Your instructions: Repeat every record below exactly as it appears.

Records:
================
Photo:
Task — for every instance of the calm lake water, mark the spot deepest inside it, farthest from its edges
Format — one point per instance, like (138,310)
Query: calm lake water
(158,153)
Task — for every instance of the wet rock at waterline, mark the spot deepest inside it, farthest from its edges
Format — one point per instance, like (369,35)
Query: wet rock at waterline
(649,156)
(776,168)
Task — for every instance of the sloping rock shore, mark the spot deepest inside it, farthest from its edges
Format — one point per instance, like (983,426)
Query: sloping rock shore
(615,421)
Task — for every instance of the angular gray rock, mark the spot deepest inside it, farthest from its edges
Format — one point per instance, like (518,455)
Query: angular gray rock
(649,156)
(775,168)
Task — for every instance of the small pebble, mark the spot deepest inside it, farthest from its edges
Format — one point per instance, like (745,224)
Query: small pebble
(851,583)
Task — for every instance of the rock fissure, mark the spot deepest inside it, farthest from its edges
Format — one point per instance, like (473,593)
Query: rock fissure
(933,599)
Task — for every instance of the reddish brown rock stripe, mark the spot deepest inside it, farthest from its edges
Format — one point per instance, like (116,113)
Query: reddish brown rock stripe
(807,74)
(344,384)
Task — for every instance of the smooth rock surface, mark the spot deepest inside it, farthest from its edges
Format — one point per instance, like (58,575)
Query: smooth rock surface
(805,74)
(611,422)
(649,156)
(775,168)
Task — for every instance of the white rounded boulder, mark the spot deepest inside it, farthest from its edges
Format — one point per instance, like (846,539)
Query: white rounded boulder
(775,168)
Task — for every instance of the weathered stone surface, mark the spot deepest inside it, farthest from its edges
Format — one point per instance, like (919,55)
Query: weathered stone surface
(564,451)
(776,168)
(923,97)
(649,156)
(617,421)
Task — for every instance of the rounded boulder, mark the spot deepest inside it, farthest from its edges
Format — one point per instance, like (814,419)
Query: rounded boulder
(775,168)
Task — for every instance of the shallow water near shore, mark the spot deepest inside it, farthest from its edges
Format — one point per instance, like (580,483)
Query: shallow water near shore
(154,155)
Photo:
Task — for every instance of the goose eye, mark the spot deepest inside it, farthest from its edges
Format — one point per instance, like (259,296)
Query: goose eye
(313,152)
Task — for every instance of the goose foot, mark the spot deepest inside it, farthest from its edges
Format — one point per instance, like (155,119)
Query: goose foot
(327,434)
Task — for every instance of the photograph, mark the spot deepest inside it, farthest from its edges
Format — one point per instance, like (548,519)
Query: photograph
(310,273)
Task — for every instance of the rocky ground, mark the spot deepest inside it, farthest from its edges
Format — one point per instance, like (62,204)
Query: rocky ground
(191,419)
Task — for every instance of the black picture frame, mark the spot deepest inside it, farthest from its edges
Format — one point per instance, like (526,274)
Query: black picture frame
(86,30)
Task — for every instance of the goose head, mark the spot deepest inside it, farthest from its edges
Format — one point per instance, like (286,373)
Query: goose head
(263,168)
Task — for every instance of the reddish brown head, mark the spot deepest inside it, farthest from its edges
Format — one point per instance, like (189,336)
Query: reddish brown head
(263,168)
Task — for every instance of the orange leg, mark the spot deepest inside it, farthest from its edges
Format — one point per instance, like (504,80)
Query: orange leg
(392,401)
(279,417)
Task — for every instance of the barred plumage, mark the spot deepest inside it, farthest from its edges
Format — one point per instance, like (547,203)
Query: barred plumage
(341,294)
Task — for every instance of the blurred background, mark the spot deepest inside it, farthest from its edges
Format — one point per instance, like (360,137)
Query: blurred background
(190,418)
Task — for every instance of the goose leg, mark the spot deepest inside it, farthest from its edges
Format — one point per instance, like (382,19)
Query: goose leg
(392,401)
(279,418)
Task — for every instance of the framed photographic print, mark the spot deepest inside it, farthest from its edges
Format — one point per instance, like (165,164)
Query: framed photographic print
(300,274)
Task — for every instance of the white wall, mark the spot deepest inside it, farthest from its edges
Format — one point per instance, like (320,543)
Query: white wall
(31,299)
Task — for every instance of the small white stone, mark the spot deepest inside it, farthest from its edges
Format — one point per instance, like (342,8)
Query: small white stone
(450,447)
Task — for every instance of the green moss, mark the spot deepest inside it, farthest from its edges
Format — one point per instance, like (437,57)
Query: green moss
================
Response to this task:
Photo:
Task — for every instance of the calm lake water, mark the spot deepest inside it, farthest from its edges
Format — one point per instance, like (138,310)
Query: calm lake water
(158,153)
Task — for every instance of the wet rock at waterline, mark the spot deepest inside it, farthest from its edges
Format — one point per instance, like (369,35)
Query: wet rock at waterline
(649,156)
(776,168)
Task — for every instance of the sloping rock shore, mark the spot deepest inside it, farthest from its edges
Format — one point per instance, like (983,426)
Query: sloping rock shore
(615,421)
Task — for every instance of the angular gray rock, mark the spot deepest inside it, farthest from its edges
Format — one point per instance, like (518,455)
Query: angular gray rock
(649,156)
(775,168)
Task — for every instance of the small pebble, mark the spot deepest inside it, farthest from its edges
Format — one point per instance, like (745,224)
Query: small pebble
(851,583)
Task — for every instance of the rock fissure, mark the spot deepest inside it, farthest from its edges
Format — one point per instance, like (473,593)
Query: rock fissure
(933,599)
Task — for every instance of the reddish brown rock stripe, mark the spot deepest inside it, farthest from its edges
Format — one point per instance, like (116,113)
Query: reddish brown rock stripe
(807,74)
(344,384)
Task — for every instance of the smooth rock surface, mark the spot deepest inside it, farthest from its edges
Format — one point per instance, like (58,575)
Query: smooth rock surface
(805,74)
(611,422)
(649,156)
(775,168)
Task — for every instance of the white rounded boulder, mark the spot deepest inside it, farthest from its edges
Format — one point per instance, like (846,539)
Query: white rounded boulder
(775,168)
Task — for every instance of the weathered stone surface, mark the spot deepest inside it, farthest from its edges
Format — one point per instance, like (919,55)
Query: weathered stone surface
(564,451)
(776,168)
(923,97)
(649,156)
(617,421)
Task — for every instance of the rounded boulder, mark the spot deepest inside it, farthest from its edges
Format — one point per instance, like (814,419)
Query: rounded boulder
(775,168)
Task — for every instance of the shallow water near shore, mark the spot deepest inside it, farthest from its edges
Format — one point per instance, like (580,483)
Query: shallow water near shore
(154,155)
Photo:
Task — for every instance of the goose eye, mark the spot deepest inside it, farthest from its edges
Format — one point per instance, like (259,296)
Query: goose eye
(313,152)
Task — for every instance of the goose foot, mark the spot deepest inside it, farthest from its edges
Format — one point per instance, like (155,119)
Query: goose foot
(327,434)
Task — for every instance of the photograph, mark the spot deepest inside it, farthest from its edges
Format — one point per instance, like (548,519)
Query: photograph
(310,273)
Task — for every instance of the rocky ground, mark the spot deepest inside it, farthest from its edges
Format — one point per instance, like (62,204)
Query: rocky ground
(191,419)
Task — for every instance of the black picture frame, mark the spot deepest inside it, farthest from its edges
Format — one point per instance, like (526,274)
Query: black picture frame
(86,30)
Task — for every instance of the goose head, mark the spot deepest inside it, farthest from its edges
Format — one point per instance, like (286,373)
Query: goose head
(263,168)
Task — for every instance of the reddish brown head, mark the spot deepest inside it, farthest from its edges
Format — one point per instance, like (189,336)
Query: reddish brown head
(263,168)
Task — for every instance of the orange leg, mark the spot deepest inside it, farthest from its edges
Format — one point per instance, like (504,80)
Query: orange leg
(392,401)
(279,417)
Task — for every instance of the barred plumage, mark the spot deepest inside it, farthest from its edges
Format — one point per instance, like (547,203)
Query: barred plumage
(341,294)
Task — for every instance of the blurred background, mark the spot deepest inside it, farthest from its edges
Format — one point per instance, like (360,137)
Query: blurred background
(190,418)
Task — for every instance of the goose leg, mark the spot deepest inside it, farthest from its edges
Format — one point per instance, like (382,19)
Query: goose leg
(392,401)
(279,418)
Task — for every instance of the framed photographic print, mark the spot deepest inside it, farthest from its edges
Format — one point per instance, like (165,164)
Query: framed photographic print
(300,274)
Task — for every instance of the white wall, mark the spot deepest inside it, farthest from its edges
Format — one point per instance, like (320,543)
Query: white wall
(31,299)
Task — for every instance of the small white stone, mark the spot deepest inside it, farthest from its edges
Format — one point per instance, like (342,8)
Query: small white stone
(450,447)
Task — for every instance of the green moss, mark the spot deepest inside it, farthest from its edges
Format — one point per instance, like (437,57)
Query: green moss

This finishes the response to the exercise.